── RECORD EXTRACTS
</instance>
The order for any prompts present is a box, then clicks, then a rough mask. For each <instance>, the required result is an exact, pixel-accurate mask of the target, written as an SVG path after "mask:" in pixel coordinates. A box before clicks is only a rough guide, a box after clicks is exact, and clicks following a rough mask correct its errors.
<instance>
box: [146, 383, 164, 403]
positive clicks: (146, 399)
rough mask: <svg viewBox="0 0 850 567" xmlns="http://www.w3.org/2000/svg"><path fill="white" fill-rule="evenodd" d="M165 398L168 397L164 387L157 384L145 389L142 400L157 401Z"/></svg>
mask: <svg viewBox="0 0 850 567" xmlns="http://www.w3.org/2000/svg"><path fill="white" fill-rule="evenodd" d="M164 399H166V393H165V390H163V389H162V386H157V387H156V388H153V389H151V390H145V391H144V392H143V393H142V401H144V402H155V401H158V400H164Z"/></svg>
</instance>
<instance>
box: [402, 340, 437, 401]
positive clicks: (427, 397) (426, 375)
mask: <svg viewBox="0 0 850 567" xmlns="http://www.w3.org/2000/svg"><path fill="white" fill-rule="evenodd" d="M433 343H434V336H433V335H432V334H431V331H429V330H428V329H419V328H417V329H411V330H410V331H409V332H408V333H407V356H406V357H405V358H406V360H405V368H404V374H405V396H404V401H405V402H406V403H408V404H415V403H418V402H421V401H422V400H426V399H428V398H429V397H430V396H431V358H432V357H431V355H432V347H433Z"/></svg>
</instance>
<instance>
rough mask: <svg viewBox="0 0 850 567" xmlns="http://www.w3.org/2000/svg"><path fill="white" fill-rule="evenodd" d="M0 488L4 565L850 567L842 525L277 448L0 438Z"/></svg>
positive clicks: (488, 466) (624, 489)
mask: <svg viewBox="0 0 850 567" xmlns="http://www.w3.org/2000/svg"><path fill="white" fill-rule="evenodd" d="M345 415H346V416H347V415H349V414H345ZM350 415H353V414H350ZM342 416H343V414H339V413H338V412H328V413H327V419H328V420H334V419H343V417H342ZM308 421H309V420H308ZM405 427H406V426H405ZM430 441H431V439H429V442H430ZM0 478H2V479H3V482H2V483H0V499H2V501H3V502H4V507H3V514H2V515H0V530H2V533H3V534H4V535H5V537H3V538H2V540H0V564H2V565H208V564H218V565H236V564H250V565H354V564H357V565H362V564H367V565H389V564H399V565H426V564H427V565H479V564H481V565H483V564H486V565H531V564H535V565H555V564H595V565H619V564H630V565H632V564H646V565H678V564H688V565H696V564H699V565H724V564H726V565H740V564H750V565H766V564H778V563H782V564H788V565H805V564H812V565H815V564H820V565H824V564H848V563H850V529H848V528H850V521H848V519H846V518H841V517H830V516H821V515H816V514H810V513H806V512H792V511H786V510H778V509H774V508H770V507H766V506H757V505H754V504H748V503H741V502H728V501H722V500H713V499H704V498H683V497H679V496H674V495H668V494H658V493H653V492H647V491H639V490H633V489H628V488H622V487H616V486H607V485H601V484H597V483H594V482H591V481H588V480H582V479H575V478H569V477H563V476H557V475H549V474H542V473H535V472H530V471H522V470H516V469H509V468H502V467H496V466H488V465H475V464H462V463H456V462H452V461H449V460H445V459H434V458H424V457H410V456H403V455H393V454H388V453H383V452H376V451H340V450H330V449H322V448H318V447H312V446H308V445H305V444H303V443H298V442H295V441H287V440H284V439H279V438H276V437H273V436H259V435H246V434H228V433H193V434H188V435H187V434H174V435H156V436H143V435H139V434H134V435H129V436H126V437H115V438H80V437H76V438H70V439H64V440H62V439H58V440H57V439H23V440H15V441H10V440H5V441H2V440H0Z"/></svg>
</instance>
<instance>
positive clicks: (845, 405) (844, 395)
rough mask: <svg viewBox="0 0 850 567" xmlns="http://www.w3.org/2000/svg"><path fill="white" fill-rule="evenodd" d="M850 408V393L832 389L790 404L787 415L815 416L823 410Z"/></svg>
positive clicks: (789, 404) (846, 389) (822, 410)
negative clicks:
────
TASK DESCRIPTION. Count the lines in the rows above that contain the string "positive", matching case exactly, and give only the number.

WRITTEN RESPONSE. 5